* Begin EXCERPTED RECORDS *

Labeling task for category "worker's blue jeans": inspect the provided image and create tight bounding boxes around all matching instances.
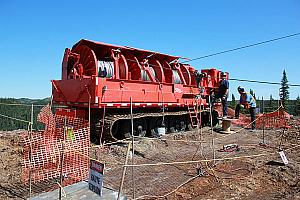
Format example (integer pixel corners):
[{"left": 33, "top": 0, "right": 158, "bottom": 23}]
[
  {"left": 235, "top": 104, "right": 256, "bottom": 130},
  {"left": 215, "top": 94, "right": 228, "bottom": 116}
]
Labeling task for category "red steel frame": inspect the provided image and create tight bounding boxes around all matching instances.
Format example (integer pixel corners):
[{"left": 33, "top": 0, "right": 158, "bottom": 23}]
[{"left": 52, "top": 40, "right": 228, "bottom": 113}]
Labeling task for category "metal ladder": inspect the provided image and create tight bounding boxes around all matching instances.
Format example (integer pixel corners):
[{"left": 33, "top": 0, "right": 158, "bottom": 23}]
[{"left": 188, "top": 105, "right": 199, "bottom": 128}]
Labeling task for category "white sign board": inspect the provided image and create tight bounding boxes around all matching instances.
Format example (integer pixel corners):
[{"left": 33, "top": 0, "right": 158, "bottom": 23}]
[{"left": 89, "top": 160, "right": 104, "bottom": 196}]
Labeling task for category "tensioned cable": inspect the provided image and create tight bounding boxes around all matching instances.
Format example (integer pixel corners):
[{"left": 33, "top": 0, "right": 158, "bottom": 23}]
[
  {"left": 181, "top": 32, "right": 300, "bottom": 63},
  {"left": 228, "top": 78, "right": 300, "bottom": 87}
]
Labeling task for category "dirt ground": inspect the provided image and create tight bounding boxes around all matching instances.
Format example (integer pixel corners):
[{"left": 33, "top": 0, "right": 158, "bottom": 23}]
[{"left": 0, "top": 119, "right": 300, "bottom": 199}]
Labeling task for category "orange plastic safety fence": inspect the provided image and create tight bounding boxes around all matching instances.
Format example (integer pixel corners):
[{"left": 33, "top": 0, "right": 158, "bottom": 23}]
[{"left": 22, "top": 105, "right": 90, "bottom": 185}]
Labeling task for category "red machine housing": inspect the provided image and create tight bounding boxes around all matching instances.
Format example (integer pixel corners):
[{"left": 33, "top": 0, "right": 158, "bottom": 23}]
[{"left": 52, "top": 39, "right": 228, "bottom": 140}]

* End EXCERPTED RECORDS *

WORK INSTRUCTIONS:
Find every line in the items above that contains the word "matching", and copy each of those lines.

EXERCISE ANSWER:
Labeling task for category "worker's blue jeans": inspect the provided image and create tight bounding boxes around all matching instances.
Labeling task for category "red steel frame": inspect the provided image and create tight bounding boxes around all matching instances.
Labeling task for category "metal ladder": inspect the provided image and create tight bounding boxes around all matching instances.
Labeling task for category "white sign board": inspect the provided image and create tight bounding boxes around all matching instances.
Labeling task for category "tensioned cable": inspect the provided image and create tight bounding boxes around all matching instances.
Labeling task for category "dirt ground": inspect the provided image and create tight bounding boxes around all matching instances.
Labeling task for category "orange plastic safety fence": inspect the provided image and create tight bounding boxes around all matching instances.
Labeling task for category "red machine housing": inspect the provided image and create tight bounding boxes around all matching instances.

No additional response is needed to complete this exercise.